Your instructions >> Could you return all of the records exactly as they stand?

Available data >>
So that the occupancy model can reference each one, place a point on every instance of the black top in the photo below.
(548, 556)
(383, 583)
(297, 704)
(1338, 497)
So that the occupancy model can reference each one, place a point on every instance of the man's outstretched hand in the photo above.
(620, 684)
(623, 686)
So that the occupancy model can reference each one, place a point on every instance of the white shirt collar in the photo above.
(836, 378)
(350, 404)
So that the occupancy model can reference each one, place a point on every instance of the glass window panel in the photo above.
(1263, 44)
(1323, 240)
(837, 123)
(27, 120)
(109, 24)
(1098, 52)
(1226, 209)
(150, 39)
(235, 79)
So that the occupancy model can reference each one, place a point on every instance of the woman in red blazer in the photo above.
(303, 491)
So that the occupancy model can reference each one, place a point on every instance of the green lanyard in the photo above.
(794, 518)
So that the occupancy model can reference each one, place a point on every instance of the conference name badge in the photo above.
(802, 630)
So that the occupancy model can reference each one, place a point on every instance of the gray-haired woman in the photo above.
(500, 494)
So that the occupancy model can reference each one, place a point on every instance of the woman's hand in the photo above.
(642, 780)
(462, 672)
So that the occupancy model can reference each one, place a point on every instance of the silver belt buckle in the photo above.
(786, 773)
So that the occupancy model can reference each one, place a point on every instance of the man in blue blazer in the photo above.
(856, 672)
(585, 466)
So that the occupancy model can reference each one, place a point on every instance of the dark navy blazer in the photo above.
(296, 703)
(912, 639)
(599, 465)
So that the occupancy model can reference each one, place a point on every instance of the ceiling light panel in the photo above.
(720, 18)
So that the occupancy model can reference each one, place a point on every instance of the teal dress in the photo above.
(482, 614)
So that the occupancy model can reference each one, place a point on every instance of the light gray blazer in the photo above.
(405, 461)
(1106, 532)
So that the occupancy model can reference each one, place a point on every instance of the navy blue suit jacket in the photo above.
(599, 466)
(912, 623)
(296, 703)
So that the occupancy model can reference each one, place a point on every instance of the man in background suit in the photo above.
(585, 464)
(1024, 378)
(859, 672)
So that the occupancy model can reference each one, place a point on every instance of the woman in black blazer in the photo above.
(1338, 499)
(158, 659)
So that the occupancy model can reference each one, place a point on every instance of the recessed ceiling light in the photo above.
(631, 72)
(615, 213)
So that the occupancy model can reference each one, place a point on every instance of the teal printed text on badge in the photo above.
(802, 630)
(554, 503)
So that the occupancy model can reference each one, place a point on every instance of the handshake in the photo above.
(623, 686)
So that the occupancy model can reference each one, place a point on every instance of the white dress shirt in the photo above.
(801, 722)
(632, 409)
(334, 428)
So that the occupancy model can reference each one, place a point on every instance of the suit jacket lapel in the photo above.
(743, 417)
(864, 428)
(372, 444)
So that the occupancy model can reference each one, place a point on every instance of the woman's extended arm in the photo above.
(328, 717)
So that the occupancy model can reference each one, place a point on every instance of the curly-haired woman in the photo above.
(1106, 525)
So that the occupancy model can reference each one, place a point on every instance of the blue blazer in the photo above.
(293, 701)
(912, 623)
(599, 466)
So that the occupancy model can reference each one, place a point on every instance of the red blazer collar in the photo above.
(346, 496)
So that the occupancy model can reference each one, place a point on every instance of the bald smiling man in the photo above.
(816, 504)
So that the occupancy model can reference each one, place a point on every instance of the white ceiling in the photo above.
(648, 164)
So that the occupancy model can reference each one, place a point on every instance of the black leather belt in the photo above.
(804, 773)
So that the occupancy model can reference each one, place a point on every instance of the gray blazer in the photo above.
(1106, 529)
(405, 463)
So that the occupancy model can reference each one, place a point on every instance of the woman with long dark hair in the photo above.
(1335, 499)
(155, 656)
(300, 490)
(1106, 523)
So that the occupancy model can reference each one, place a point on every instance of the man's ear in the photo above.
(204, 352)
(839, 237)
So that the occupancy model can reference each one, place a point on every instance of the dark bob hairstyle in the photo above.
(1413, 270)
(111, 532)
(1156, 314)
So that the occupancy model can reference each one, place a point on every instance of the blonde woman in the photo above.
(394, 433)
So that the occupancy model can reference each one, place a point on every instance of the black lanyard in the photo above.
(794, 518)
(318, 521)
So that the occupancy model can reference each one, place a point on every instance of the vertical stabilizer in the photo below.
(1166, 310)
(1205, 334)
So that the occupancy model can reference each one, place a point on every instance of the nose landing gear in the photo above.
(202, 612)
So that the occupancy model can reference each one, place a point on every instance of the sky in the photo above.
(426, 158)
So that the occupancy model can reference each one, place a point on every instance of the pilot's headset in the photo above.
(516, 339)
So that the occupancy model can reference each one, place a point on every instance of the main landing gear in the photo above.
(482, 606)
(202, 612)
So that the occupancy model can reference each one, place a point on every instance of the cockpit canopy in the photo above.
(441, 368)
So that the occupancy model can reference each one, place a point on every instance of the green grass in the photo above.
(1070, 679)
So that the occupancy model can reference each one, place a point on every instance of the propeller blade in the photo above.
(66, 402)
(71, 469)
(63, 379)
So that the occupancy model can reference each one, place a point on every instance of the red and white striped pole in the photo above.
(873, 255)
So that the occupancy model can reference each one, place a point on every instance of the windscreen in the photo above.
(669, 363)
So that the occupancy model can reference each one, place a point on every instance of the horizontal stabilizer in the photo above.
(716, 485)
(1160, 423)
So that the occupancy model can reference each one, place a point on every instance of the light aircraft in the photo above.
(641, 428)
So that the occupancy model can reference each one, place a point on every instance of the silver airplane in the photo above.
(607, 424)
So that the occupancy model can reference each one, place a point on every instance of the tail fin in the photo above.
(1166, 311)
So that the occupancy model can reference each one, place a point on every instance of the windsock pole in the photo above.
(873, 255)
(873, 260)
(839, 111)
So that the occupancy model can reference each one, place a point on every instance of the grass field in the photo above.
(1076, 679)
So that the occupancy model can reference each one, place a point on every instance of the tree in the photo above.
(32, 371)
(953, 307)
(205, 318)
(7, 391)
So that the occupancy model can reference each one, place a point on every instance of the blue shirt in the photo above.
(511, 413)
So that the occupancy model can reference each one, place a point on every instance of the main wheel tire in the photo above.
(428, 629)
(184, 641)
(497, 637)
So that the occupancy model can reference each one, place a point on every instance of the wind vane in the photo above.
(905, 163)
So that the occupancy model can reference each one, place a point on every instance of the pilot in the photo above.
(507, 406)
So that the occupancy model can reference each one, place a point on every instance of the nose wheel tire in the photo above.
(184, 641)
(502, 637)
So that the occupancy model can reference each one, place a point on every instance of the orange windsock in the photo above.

Final answer >>
So that the occupancy model can reference each one, place a point on every instance of the black top in the photo below.
(548, 556)
(383, 583)
(297, 704)
(1338, 497)
So that the occupancy model can reference each one, place a point on every instance of the man's outstretched hand in the photo above.
(620, 684)
(623, 686)
So that the occupancy model can reference each one, place a point on every instance of the white shirt collar in the photo above.
(836, 378)
(350, 404)
So that the occupancy model can reference each one, place a point on every instance of the glass window panel in the photo above.
(1263, 44)
(1323, 240)
(837, 123)
(27, 120)
(109, 24)
(1098, 52)
(1226, 209)
(150, 39)
(235, 79)
So that the occupancy model can reference each one, place a point on every instance of the woman in red blazer in the photo above.
(303, 491)
So that the occupancy model can reference each one, place a point on every instance of the green lanyard in the photo above.
(794, 518)
So that the occupancy model can reference each one, place a point on every instance of the conference name badge in the photo above.
(802, 630)
So that the occupancy model can reference each one, place a point on every instance of the gray-haired woman in the photo above.
(500, 494)
So that the occupancy model can reference each one, place a point on every instance of the woman's hand in the photo above.
(642, 780)
(462, 672)
So that the occupancy model can reference each one, place a point on every instance of the silver belt buckle in the photo above.
(786, 773)
So that the occupancy model can reference each one, place a point on every instance of the man in blue blazer in the photo above.
(856, 672)
(585, 466)
So that the occupancy model can reference each one, place a point on every instance of the dark navy blazer in the photo above.
(296, 703)
(912, 639)
(599, 465)
So that the occupancy model can reference each one, place a point on every instance of the ceiling light panel in the photo above.
(720, 18)
So that the occupancy model can reference each one, place a point on every instance of the teal dress in the photo above.
(482, 614)
So that the occupancy model can reference each one, place a point on every instance of the light gray blazer in the photo above.
(405, 461)
(1106, 532)
So that the occupancy model can reference each one, place a point on every instance of the navy blue suit jacket in the photo above.
(599, 466)
(912, 623)
(296, 703)
So that the occupancy model can reference each one, place a point on every instance of the man in background suit in the photo above.
(585, 464)
(1024, 378)
(859, 672)
So that the occupancy model can reference each one, place a point on every instance of the woman in black blazer in the photo above.
(1338, 499)
(158, 659)
So that the occupancy model can reference each one, place a point on every instance of the recessed ceiling light in the photo above.
(631, 72)
(615, 213)
So that the occupancy model can reference each one, place a point on every instance of the teal printed text on badge in the photo above.
(802, 630)
(554, 503)
So that the occupancy model can reference each one, place a point on every instance of the handshake in the photo above.
(623, 686)
So that the occupancy model can reference each one, place a point on every instance of the white dress shirt in the photo above.
(801, 722)
(632, 409)
(334, 428)
So that the occupancy model can reference each one, place a point on every instance of the suit jacket lapel in the photo above.
(743, 417)
(864, 428)
(372, 444)
So that the occupancy model can reference each one, place a point on every instance of the woman's extended arm in the photo above.
(328, 717)
So that the occupancy model can reference each one, place a point on every instance of the curly-haired woman in the photo above.
(1106, 525)
So that the occupancy model can reference each one, place a point on every instance of the blue blazer in the photo above.
(293, 701)
(912, 623)
(599, 466)
So that the occupancy model can reference each one, place a point on every instance of the red blazer collar in the photo above.
(346, 496)
So that the occupancy model can reference each one, place a point on every instance of the bald smiling man in the photo above.
(816, 504)
So that the occupancy model can reference each one, place a point on every instance of the white ceiling in the photo above.
(648, 164)
So that the occupancy model can reference each one, place a point on every instance of the black leather belt in the photo above.
(804, 773)
So that the occupancy model can reference each one, place a point on every instance of the gray blazer in the photo above.
(1106, 529)
(405, 463)
So that the occupancy model can reference each one, place a point on every instance of the woman with long dark hair in the photo above.
(1335, 499)
(155, 656)
(300, 490)
(1106, 523)
So that the occupancy model can reference each one, place a point on every instance of the man's ear in the photo above.
(204, 352)
(839, 237)
So that the occupancy model can reference each one, place a point on every instance of the dark bob hairstyle in the photo above.
(1413, 270)
(111, 532)
(1156, 314)
So that the occupancy model can reference each one, place a point on every instance of the blonde woman in the photo above.
(394, 433)
So that the occupancy model can reference each one, place a point on every instance of the black lanyard in the photo above.
(794, 518)
(318, 521)
So that the occupancy model can reference each one, place a point on every instance of the vertical stabilizer in the photo below.
(1166, 310)
(1205, 334)
So that the occupancy model can reference each one, place a point on every instance of the nose landing gear in the photo above.
(202, 612)
So that the occupancy model can reference each one, place a point on every instance of the sky in the photo above.
(426, 158)
So that the occupancy model can reference each one, place a point on every instance of the pilot's headset in the photo above.
(516, 339)
So that the occupancy model can reference each one, place a point on every instance of the main landing gear in the photo above.
(482, 606)
(202, 612)
So that the occupancy model can reference each one, place a point on every instance of the cockpit canopy in the photo above.
(441, 368)
So that the occupancy model can reference each one, place a point on every instance of the green grass in the photo above.
(1070, 679)
So that the occupancy model can reference each one, place a point on every instance of the propeller blade in the photo above.
(66, 402)
(71, 469)
(63, 379)
So that the occupancy model can reference each one, place a point on every instance of the red and white striped pole in the photo above.
(873, 255)
So that the occupancy model can reference each one, place a point on every instance of the windscreen in the photo above.
(669, 363)
So that the occupancy model can reference each one, place a point on every instance of the horizontal stabilizer in the photo above.
(716, 485)
(1160, 423)
So that the occupancy model can reference each one, place a point on every instance of the light aircraft in the photo above.
(641, 428)
So that the occupancy model can reference each one, place a point on every instance of the silver airplane in the photo above.
(607, 424)
So that the occupancy model can reference each one, place a point on every instance of the tail fin in the photo above.
(1166, 311)
So that the occupancy model can reference each one, place a point on every instance of the windsock pole in the photo above.
(873, 255)
(873, 260)
(839, 111)
So that the occupancy model can reference each one, place a point on every instance of the grass field in the photo above.
(1076, 679)
So that the occupancy model can reference each one, place a point on every instance of the tree in the photo above.
(32, 371)
(953, 307)
(205, 318)
(7, 391)
So that the occupancy model can reference each one, place a point on every instance of the blue shirt in the photo above.
(511, 413)
So that the occupancy model can reference each one, place a point on every instance of the main wheel tire in the photo above.
(428, 629)
(184, 641)
(497, 637)
So that the occupancy model can reference each one, place a point on every instance of the wind vane in the photo above.
(905, 163)
So that the occupancy model can reference each one, place a point on every instance of the pilot in the photo above.
(507, 406)
So that the occupancy model can reference each one, place a point on every instance of the nose wheel tire in the photo above.
(184, 641)
(502, 637)
So that the occupancy model can reference each one, place a point on every instance of the orange windsock in the photo above.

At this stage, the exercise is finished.